• [STORED DATA]:
============

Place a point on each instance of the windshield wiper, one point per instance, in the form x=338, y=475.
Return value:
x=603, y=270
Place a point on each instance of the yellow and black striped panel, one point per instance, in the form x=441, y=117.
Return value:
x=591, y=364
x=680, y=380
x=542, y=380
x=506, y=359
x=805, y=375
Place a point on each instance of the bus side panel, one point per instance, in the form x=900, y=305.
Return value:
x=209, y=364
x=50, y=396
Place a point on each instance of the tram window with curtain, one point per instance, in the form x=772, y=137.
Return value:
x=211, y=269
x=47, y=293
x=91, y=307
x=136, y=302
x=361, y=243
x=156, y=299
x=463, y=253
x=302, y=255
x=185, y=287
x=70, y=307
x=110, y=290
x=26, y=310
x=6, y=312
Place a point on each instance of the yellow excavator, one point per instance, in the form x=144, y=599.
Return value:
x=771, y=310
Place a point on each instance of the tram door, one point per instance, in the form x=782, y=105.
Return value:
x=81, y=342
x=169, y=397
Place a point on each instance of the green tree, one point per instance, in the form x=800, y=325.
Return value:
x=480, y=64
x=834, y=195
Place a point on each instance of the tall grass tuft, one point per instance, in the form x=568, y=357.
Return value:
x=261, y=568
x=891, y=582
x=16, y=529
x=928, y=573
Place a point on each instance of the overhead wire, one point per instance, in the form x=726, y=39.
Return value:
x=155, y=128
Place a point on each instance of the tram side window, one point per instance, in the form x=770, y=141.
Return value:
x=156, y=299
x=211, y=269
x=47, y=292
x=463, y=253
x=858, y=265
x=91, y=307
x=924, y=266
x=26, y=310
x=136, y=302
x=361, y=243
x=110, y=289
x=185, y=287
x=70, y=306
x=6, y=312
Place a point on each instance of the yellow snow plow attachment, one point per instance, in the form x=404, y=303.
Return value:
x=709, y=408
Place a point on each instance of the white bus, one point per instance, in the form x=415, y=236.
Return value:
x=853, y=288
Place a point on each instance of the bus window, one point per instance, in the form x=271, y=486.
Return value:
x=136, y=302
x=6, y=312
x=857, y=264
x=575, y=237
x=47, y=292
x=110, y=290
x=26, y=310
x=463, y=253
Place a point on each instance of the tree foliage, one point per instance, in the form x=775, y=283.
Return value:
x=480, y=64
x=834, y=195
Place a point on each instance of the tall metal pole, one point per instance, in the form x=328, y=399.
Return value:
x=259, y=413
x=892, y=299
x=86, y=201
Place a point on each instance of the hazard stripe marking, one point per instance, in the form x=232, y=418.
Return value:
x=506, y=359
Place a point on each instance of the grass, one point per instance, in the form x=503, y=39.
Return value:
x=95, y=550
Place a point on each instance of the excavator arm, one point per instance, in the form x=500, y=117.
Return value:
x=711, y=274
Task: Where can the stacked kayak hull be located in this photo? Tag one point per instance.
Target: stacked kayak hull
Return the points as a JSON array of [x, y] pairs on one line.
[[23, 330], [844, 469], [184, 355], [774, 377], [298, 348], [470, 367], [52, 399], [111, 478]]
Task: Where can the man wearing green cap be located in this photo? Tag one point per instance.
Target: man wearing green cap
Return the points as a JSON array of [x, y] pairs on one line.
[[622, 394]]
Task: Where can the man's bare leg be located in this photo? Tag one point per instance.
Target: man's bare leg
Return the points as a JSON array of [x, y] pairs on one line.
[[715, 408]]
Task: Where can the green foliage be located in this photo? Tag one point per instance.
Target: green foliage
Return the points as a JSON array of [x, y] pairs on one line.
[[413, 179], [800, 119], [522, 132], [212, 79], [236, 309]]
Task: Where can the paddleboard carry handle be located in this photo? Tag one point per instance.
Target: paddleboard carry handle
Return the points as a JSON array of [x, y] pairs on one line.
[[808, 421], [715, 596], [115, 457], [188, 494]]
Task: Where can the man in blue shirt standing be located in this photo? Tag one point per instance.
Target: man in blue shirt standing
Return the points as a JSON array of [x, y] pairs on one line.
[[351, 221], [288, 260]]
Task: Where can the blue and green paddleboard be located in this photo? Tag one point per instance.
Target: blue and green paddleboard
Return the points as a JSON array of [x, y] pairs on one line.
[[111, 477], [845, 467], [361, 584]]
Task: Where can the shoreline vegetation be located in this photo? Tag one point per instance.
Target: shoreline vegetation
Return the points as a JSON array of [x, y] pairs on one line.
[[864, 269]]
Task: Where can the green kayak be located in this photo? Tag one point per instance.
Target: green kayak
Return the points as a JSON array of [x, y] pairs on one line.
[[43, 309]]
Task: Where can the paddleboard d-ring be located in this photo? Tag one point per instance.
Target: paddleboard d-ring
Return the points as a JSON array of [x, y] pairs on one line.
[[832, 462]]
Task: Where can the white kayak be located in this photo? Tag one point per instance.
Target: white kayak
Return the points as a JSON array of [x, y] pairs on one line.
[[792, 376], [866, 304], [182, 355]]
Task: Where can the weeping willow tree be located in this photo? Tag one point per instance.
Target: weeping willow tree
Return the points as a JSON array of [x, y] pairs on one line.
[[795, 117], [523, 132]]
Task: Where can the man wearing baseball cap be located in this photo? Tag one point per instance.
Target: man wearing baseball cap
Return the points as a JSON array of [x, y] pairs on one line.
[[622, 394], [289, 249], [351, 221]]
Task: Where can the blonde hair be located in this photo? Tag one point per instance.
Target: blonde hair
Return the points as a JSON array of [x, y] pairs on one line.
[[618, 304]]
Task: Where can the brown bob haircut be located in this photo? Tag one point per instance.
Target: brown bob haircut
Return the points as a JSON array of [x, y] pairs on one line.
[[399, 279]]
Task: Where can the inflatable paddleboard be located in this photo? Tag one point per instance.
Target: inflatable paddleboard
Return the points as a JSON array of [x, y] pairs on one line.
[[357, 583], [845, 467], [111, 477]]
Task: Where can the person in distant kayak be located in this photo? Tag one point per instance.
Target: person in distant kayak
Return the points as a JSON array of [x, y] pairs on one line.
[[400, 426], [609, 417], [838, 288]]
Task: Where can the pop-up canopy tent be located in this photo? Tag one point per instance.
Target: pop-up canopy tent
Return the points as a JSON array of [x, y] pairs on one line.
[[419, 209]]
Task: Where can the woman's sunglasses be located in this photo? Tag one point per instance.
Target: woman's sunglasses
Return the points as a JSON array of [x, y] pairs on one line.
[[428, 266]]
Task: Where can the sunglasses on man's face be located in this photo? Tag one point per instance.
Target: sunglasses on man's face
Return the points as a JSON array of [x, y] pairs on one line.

============

• [WRITTEN INSTRUCTION]:
Repeat the records above exactly.

• [THE REPLY]:
Place a point on each instance of the windshield wiper, one point per instance, in the form x=338, y=475.
Return value:
x=603, y=270
Place a point on each instance of the yellow and black striped panel, one point per instance, in the form x=441, y=117.
Return value:
x=591, y=364
x=680, y=380
x=542, y=380
x=506, y=359
x=805, y=375
Place a point on each instance of the bus side panel, one point per instance, in the form x=900, y=305.
Return value:
x=209, y=364
x=50, y=396
Place a point on each instance of the tram window with curtain, one point per instance, in the form x=772, y=137.
Return value:
x=211, y=269
x=47, y=293
x=91, y=307
x=136, y=302
x=361, y=243
x=156, y=299
x=463, y=253
x=302, y=255
x=185, y=287
x=70, y=307
x=110, y=290
x=26, y=310
x=6, y=312
Place a point on each instance of the yellow excavator, one point per instance, in the form x=144, y=599.
Return value:
x=771, y=310
Place a point on each instance of the tram door, one point per instance, in the form x=782, y=105.
Return value:
x=81, y=342
x=169, y=397
Place a point on each instance of the green tree, one point per instance, in the form x=800, y=325.
Return value:
x=480, y=64
x=834, y=195
Place a point on each instance of the tall grass tuft, one point per instance, in the form x=568, y=357.
Return value:
x=261, y=568
x=891, y=582
x=16, y=529
x=928, y=573
Place a point on each instance of the overhead wire, one point per instance, in the form x=726, y=39.
Return value:
x=155, y=128
Place a point on each instance of the tram side window, one point per instance, in the form x=770, y=141.
Return value:
x=156, y=299
x=211, y=269
x=47, y=292
x=463, y=253
x=858, y=265
x=91, y=307
x=924, y=266
x=26, y=310
x=136, y=302
x=361, y=243
x=110, y=289
x=185, y=287
x=70, y=306
x=6, y=312
Place a point on each instance of the yellow snow plow attachment, one point per instance, in the form x=404, y=303.
Return value:
x=709, y=408
Place a point on each instance of the white bus, one point per instance, in the form x=415, y=236.
Return value:
x=853, y=288
Place a point on each instance of the bus window, one point per instance, in the form x=271, y=486.
Return value:
x=136, y=302
x=6, y=312
x=857, y=264
x=575, y=237
x=47, y=292
x=110, y=290
x=26, y=310
x=463, y=253
Place a point on each instance of the tree foliage, one point per instance, in the form x=775, y=283.
Return value:
x=480, y=64
x=834, y=195
Place a point on each instance of the tall metal pole, one point per instance, in the form x=328, y=399.
Return value:
x=259, y=413
x=892, y=299
x=86, y=201
Place a point on each instance of the hazard stripe marking, one point per instance, in the form x=232, y=418.
Return value:
x=506, y=359
Place a point on each instance of the grass, one point per instance, in the form x=503, y=39.
Return value:
x=95, y=550
Place a point on each instance of the excavator arm, one point per instance, in the form x=500, y=117.
Return value:
x=711, y=274
Task: Where can the stacked kayak hull be located in this photo? Tag one point per instance.
Target: stacked kayak hull
Return the points as a JSON array of [x, y] pairs on one line.
[[23, 330], [844, 469], [184, 355], [774, 377], [298, 348], [470, 367], [52, 399], [111, 478]]
Task: Where can the man wearing green cap be located in this photo? Tag one point per instance.
Target: man wearing green cap
Return the points as a JSON array of [x, y] pairs on one line.
[[622, 394]]
Task: Where can the man's bare leg be located in this photo? Tag one point per instance.
Target: man's bare leg
Return the points as a JSON array of [x, y] pairs on one line.
[[715, 408]]
Task: Where can the green foliage be located in this photo? Tag one point per instance.
Target: green foliage
Return the points as a JSON array of [x, y] pairs on one line.
[[413, 179], [800, 119], [522, 132], [212, 79], [236, 309]]
Task: Where can the paddleboard carry handle be located in this photo? Tag one point per instance.
Target: paddleboard carry handle
Return the points as a JSON array of [x, y] pairs on one line.
[[808, 421], [715, 596], [115, 457], [188, 494]]
Task: Where can the man in blue shirt standing be located in this photo? Tag one point per instance.
Target: man in blue shirt standing
Return the points as a JSON array of [x, y] pairs on one line.
[[351, 221], [288, 260]]
Task: Where can the blue and green paddleboard be located in this photo? Tag one point per instance.
Target: blue and green paddleboard
Return the points as a JSON array of [x, y] pairs on one line.
[[111, 477], [845, 467], [361, 584]]
Task: Where can the shoreline vegetation be located in this photo? Tag one point per instance.
Target: shoreline vegetation
Return the points as a JSON array of [x, y] pairs on one line.
[[864, 269]]
Task: Where can the green kayak be located in this photo? Tag one point per instance.
Target: green kayak
Return the points as a JSON array of [x, y] pairs on one line.
[[43, 309]]
Task: Where can the paddleboard d-ring be located in this photo? Tag one point per instance.
Target: paddleboard d-ring
Return the points as a JSON array of [x, y] pairs on one line.
[[832, 462]]
Task: Where can the white kayak be located in this photo? Tag one point per instance.
Target: white kayak
Return the points as a JSON array of [x, y] pairs on one line.
[[792, 376], [866, 304], [182, 355]]
Task: Where can the weeping willow tree be located in this photo? Tag one point per instance.
Target: weeping willow tree
Return the points as a JSON array of [x, y] pairs on one line.
[[795, 117], [523, 132]]
Task: Where can the man wearing baseball cap be located in this photo? Tag one point per instance.
Target: man wearing baseball cap
Return the points as a JSON array of [x, y] pairs on one line.
[[622, 394], [289, 249], [351, 221]]
Task: Where can the blonde hair be located in this photo? Tag one point per instance.
Target: blonde hair
Return the points as a JSON array of [x, y] pairs on one line.
[[618, 304]]
Task: Where can the brown bob haircut be located in this photo? Tag one point per instance.
Target: brown bob haircut
Return the points as a JSON array of [x, y] pairs on one line.
[[399, 279]]
Task: Where can the inflatable paddleboard be located in this photo? Tag one point per instance.
Target: inflatable paddleboard
Return the points as a JSON array of [x, y] pairs on one line.
[[357, 583], [845, 467], [111, 477]]
Task: Where can the person in distant kayak be located in this photo? Tag one point per instance.
Target: person in distant kayak
Return the points as a JSON array of [x, y] pairs on one line.
[[400, 426], [609, 417], [838, 288]]
Task: Where can the pop-up canopy tent be located in this photo? Tag one point per instance.
Target: pop-up canopy tent
Return the points as a JSON array of [x, y] pairs on one line.
[[419, 209]]
Task: Where can the woman's sunglasses be located in this photo? Tag one point per instance.
Target: woman's sunglasses
Return the points as a JSON array of [x, y] pairs on one line.
[[428, 266]]
Task: Where can the sunglasses on man's face be located in this photo? Tag one point per instance.
Target: sunglasses on man's face
Return the points as a JSON array of [x, y] pairs on one line.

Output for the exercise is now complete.